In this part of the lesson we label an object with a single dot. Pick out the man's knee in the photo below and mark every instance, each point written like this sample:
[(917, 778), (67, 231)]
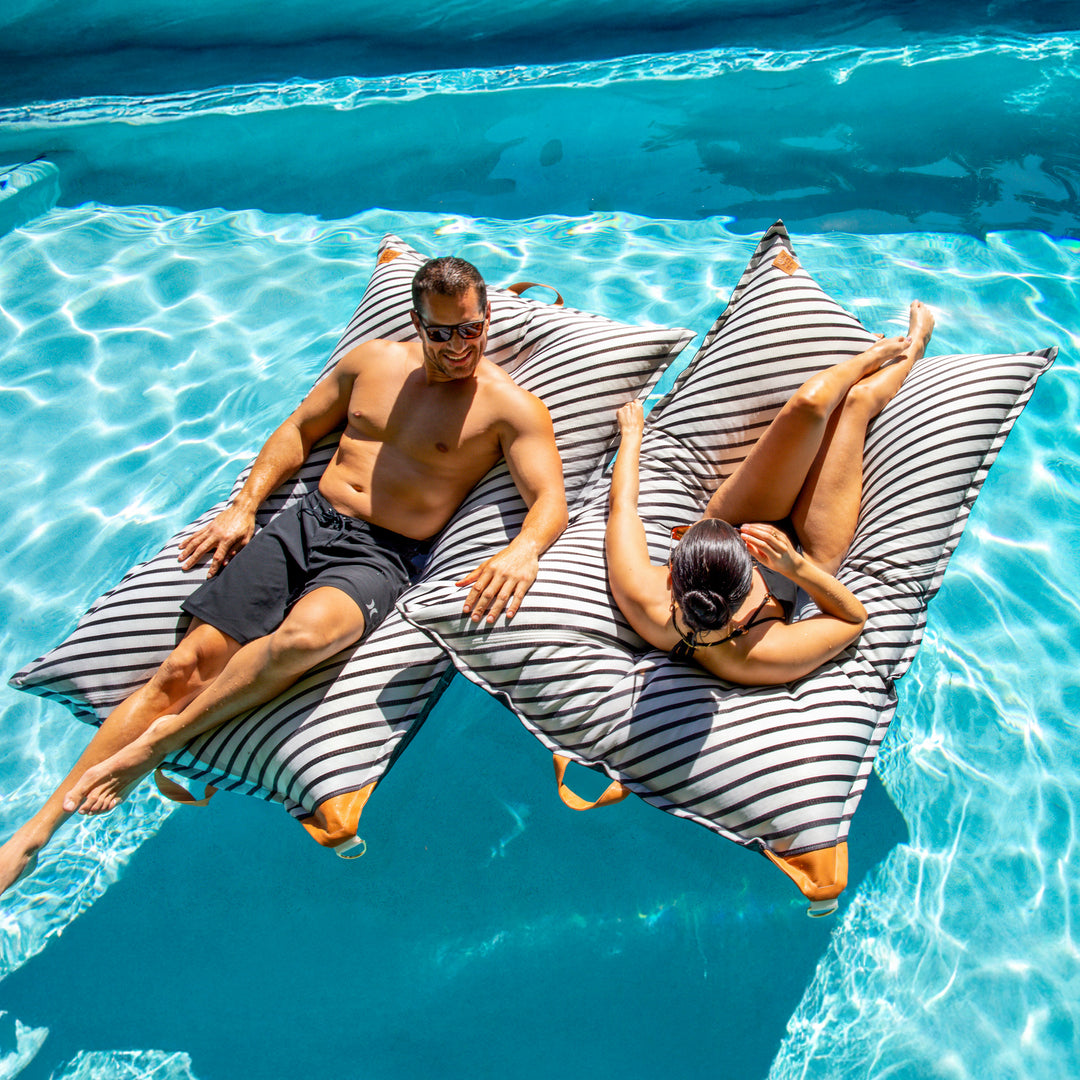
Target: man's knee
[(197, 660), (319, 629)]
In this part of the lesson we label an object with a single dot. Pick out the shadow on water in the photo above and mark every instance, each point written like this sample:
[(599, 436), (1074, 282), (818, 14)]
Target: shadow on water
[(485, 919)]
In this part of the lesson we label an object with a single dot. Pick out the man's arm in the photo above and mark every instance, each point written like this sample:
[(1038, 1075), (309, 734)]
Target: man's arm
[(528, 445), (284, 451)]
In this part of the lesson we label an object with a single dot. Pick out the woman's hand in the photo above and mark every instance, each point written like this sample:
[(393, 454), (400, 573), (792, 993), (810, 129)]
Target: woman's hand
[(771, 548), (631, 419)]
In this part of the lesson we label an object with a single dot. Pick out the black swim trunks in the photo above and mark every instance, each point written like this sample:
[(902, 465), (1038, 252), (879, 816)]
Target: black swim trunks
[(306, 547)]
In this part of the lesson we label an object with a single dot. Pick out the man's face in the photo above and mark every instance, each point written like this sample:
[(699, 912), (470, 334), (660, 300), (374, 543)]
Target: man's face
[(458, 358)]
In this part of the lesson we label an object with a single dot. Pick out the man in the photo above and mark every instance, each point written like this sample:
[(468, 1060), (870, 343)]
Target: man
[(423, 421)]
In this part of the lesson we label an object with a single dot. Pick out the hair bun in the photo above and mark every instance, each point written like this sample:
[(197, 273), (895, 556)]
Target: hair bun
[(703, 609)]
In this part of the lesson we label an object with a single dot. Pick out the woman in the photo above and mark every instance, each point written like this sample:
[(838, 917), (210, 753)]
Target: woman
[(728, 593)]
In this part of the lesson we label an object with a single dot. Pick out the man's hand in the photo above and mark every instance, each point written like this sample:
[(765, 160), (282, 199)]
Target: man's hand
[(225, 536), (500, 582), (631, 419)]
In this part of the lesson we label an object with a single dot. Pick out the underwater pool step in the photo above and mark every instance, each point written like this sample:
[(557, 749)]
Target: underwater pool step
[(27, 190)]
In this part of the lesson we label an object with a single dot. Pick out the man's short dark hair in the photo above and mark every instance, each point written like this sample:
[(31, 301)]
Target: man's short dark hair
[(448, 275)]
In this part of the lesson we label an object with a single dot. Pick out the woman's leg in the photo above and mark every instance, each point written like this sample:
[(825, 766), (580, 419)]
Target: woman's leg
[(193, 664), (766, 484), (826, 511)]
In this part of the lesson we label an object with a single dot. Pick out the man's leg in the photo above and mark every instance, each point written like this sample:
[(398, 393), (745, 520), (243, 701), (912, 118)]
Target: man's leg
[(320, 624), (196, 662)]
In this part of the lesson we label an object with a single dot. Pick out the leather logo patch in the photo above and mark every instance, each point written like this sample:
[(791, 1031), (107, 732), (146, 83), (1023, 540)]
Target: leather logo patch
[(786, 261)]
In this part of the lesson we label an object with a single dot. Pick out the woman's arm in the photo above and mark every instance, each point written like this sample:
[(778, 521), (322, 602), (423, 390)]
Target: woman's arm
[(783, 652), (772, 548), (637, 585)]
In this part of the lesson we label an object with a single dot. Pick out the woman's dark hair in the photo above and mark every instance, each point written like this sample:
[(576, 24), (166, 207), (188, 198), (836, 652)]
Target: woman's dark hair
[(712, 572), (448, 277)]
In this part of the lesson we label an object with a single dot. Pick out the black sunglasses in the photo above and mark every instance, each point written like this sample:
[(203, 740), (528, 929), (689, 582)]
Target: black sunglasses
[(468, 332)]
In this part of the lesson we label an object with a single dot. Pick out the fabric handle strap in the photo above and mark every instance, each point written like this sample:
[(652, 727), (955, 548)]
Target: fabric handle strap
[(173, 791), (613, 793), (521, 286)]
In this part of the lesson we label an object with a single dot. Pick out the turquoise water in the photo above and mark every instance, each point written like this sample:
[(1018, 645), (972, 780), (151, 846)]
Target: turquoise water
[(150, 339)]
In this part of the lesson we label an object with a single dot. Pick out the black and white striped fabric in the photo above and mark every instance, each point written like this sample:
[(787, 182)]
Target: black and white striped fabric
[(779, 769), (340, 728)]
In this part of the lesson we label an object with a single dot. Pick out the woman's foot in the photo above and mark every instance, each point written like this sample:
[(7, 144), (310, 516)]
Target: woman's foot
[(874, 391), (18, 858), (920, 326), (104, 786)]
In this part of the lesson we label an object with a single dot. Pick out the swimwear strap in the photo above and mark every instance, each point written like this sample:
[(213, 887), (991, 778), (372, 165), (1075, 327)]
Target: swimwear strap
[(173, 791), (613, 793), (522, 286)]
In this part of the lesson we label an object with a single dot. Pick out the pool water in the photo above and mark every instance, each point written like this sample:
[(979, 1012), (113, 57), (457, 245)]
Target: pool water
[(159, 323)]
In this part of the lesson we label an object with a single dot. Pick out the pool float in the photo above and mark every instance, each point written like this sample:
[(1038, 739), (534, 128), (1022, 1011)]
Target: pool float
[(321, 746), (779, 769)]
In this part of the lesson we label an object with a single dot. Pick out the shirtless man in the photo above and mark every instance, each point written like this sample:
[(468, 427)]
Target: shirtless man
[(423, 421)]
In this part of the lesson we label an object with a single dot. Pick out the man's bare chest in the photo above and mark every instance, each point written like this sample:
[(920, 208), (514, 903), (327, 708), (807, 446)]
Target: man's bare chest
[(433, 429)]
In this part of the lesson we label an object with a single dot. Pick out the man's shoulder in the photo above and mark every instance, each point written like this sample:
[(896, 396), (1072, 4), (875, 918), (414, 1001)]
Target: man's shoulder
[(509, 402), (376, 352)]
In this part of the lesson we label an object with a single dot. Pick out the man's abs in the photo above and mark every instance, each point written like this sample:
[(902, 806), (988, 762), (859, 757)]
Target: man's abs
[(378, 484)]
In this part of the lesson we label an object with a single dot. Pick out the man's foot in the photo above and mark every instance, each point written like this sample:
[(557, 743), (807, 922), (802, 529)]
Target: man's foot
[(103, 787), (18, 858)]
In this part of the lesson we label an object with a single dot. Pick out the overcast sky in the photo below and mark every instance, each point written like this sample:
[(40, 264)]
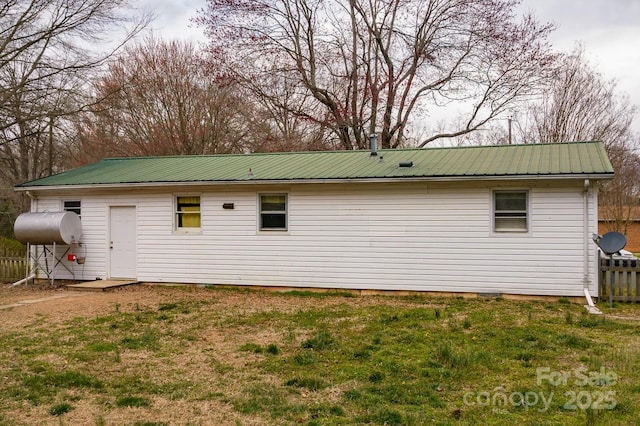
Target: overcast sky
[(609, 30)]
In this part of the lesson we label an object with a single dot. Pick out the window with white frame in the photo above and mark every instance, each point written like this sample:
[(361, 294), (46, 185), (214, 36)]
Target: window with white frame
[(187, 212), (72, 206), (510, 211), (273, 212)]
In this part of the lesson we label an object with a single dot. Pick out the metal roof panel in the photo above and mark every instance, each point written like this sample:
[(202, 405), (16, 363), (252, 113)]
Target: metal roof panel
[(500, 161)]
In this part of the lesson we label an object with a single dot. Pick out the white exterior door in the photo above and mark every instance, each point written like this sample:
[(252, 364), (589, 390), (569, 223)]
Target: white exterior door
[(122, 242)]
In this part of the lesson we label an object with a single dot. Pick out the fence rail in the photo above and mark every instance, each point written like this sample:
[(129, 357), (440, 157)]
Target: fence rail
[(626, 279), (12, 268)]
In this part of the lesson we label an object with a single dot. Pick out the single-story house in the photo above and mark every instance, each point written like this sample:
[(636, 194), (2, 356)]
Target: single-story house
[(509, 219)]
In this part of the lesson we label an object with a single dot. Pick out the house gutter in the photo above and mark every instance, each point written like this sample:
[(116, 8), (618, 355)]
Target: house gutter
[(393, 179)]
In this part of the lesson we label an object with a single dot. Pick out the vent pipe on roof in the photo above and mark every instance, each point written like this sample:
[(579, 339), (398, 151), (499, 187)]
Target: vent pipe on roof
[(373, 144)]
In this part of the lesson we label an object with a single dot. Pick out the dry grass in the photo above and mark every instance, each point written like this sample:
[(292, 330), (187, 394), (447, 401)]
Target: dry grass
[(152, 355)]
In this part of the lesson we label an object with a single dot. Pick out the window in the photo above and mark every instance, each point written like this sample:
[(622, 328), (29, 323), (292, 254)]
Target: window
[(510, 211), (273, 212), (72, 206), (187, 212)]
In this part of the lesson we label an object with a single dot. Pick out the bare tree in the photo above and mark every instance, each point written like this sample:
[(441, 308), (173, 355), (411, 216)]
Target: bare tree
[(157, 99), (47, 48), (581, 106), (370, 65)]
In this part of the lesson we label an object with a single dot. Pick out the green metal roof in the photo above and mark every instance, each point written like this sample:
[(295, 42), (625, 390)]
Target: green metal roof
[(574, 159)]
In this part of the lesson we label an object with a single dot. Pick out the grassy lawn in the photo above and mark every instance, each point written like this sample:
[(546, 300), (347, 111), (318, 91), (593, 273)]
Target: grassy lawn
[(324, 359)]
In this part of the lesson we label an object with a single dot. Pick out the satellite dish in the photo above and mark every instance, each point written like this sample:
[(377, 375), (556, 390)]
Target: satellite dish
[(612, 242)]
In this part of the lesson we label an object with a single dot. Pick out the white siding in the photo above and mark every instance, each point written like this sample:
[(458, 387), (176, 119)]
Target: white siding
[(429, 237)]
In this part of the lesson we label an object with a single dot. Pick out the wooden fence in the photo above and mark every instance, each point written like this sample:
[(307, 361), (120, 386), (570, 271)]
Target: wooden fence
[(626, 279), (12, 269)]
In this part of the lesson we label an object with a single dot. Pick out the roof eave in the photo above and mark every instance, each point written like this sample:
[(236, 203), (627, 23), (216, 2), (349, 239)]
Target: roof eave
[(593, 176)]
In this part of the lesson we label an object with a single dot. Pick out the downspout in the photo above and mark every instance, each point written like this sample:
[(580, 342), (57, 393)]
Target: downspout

++++++

• [EXERCISE]
Print exactly the lines above, between the one holding "[(1038, 1075), (309, 734)]" and the one holding "the man's short", inclusive, and nothing besides.

• [OUTPUT FOR THIS TASK]
[(1038, 1075), (309, 734)]
Target: man's arm
[(528, 445), (284, 451)]
In this part of the lesson we label an object with a single dot. Pick out the woman's hand in the photo above and mark every instance, each point written like this sample:
[(393, 454), (400, 573), (792, 993), (810, 129)]
Target: woman's hand
[(771, 548), (631, 419)]
In this part of the lesson we label an object with a single dot. Pick out the black swim trunks in the photo above and mark every instance, each point written like this sample:
[(902, 465), (1038, 252), (879, 816)]
Target: black swim trunks
[(306, 547)]
In this part of the lesson we label an object with a single dot. Pick out the man's face in the photo above and mark every instance, each point written like this sample:
[(699, 912), (470, 334), (660, 300), (374, 543)]
Target: man's face
[(458, 358)]
In this part of the lesson we label an object with a single dot. Pick out the man in the photo above and mark every instance, each point written like this sample:
[(468, 1060), (870, 343)]
Target: man
[(423, 421)]
In this part of the lesson we label an object with a single dot. Pick out the hair bun in the photo above and mark every instance, each point written like this sample:
[(197, 273), (895, 556)]
Target: hair bun
[(703, 609)]
In this part of the lesson we label an object with a single dot. Pick out the woman in the photo above and mark every instance, each point written like this sample:
[(838, 917), (210, 753)]
Target: woman
[(728, 593)]
In this part of the lesson we label an object with a single dot. Pick out the man's hand in the photo above and mark every instance, each point written like this sample:
[(765, 160), (282, 199)]
Target: man's hand
[(225, 536), (500, 582), (631, 419)]
In this part of the lesson we label an object with a single dot. Pick out the underwater pool step in the photo above and mark every instance, each point written like this sample:
[(557, 749)]
Target: underwater pool step
[(27, 190)]
In this part of the lesson we label an object with a single dot. Pick out the man's short dark hair in the photo above and mark every instance, each point written like this sample:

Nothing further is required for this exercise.